### WRITTEN EXERCISE
Put every line of the records below into a JSON list of strings, one string per line, omitting blank lines.

## Begin DATA EXCERPTS

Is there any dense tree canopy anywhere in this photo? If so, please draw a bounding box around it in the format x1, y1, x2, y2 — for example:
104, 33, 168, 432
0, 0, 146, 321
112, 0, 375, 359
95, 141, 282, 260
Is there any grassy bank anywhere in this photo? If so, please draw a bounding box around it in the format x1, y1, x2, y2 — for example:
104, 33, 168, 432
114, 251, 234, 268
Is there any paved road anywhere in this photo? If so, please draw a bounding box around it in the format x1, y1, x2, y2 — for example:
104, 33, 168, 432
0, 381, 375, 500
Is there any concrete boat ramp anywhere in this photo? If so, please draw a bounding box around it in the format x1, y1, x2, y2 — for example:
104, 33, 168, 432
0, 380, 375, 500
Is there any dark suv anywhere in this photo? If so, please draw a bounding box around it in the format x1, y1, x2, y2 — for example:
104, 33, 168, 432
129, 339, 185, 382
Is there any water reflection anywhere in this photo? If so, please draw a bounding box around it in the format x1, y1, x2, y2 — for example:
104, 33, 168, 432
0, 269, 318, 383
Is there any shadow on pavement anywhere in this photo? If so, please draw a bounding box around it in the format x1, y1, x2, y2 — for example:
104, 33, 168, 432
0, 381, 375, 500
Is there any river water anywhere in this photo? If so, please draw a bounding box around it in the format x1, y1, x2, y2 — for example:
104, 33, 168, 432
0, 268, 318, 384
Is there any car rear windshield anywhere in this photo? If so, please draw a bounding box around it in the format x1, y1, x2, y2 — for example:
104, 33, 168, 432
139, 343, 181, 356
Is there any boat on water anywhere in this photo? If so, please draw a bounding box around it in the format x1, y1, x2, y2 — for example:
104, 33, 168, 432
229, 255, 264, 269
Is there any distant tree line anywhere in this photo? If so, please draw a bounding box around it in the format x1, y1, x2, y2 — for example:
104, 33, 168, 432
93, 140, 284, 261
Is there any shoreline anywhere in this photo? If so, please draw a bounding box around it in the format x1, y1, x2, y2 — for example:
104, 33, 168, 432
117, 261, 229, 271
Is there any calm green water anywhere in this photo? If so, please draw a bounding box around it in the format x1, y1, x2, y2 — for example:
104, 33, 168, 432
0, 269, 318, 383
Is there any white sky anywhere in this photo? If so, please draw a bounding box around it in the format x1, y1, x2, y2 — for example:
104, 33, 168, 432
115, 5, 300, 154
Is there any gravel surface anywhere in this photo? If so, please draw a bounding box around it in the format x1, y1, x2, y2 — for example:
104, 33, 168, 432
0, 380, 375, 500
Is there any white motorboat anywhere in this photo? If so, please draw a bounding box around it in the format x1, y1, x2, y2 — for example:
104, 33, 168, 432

## End DATA EXCERPTS

### SOLUTION FOR THIS TASK
[
  "Is there any dense tree canopy anywhere in this photo? If so, please draw a bounding box around it in the format x1, y1, x2, y2 — for example:",
  "104, 33, 168, 432",
  "0, 0, 146, 321",
  "112, 0, 375, 359",
  "95, 141, 282, 260",
  "Is there any grassy bank anywhere in this photo? If so, please draw a bounding box around it in the format x1, y1, x2, y2 — for example:",
  "104, 33, 168, 432",
  "114, 251, 234, 268",
  "Is there any paved road anywhere in this photo? If so, please draw a bounding box around it in the format x1, y1, x2, y2 — for example:",
  "104, 33, 168, 432",
  "0, 381, 375, 500",
  "Is there any concrete boat ramp anywhere in this photo? If so, please draw a bounding box around it in the format x1, y1, x2, y2 — for example:",
  "104, 33, 168, 432",
  "0, 380, 375, 500",
  "Is there any dark suv anywhere in this photo? If so, please draw a bounding box around it in the format x1, y1, x2, y2 — for example:",
  "104, 33, 168, 432",
  "129, 339, 185, 382",
  "Is there any water reflection anywhere in this photo? If so, please draw a bounding box around it in the format x1, y1, x2, y2 — for example:",
  "104, 33, 168, 432",
  "0, 269, 318, 383",
  "Is there any shadow on pavement anywhere in this photo? If so, please draw a bounding box around it in the format x1, y1, x2, y2 — for example:",
  "104, 33, 168, 432",
  "0, 381, 375, 500",
  "Is there any river water anywhere in this photo? If so, please draw a bounding box around it in the format x1, y1, x2, y2 — for example:",
  "104, 33, 168, 432",
  "0, 268, 318, 384",
  "Is there any car rear windshield anywhere in this photo? If so, please draw a bounding box around it in the format x1, y1, x2, y2 — for example:",
  "104, 33, 168, 432",
  "139, 343, 181, 356",
  "Is there any boat on water anywhere in this photo? If so, please draw a bounding box around it in the format x1, y1, x2, y2 — for example:",
  "104, 33, 168, 432",
  "229, 255, 264, 269",
  "Is there any distant tree line anywhere in this photo? If so, please draw a bounding box around it in the format x1, y1, x2, y2 — for example:",
  "104, 33, 168, 432",
  "93, 140, 284, 261",
  "Is there any shoreline anywhere in this photo? If so, please draw a bounding box around it in the format x1, y1, x2, y2 — for example:",
  "104, 33, 168, 432",
  "117, 261, 229, 271",
  "Is there any calm green water anywhere in this photo? If so, please draw a bounding box around it in the format x1, y1, x2, y2 — for example:",
  "104, 33, 168, 432",
  "0, 269, 318, 383",
  "Is there any white sky anywhere in this photo? If so, please draw a bounding box around it in the format x1, y1, x2, y2 — for example:",
  "104, 33, 168, 432",
  "115, 5, 300, 154",
  "Is there any gravel surface anywhere in this photo? If so, please draw a bounding box around it in the format x1, y1, x2, y2 — for example:",
  "104, 33, 168, 432",
  "0, 380, 375, 500",
  "Is there any white motorboat anywhere in this photo? If so, please draw a bounding box around it in the format x1, y1, x2, y2 — for example:",
  "104, 33, 168, 432"
]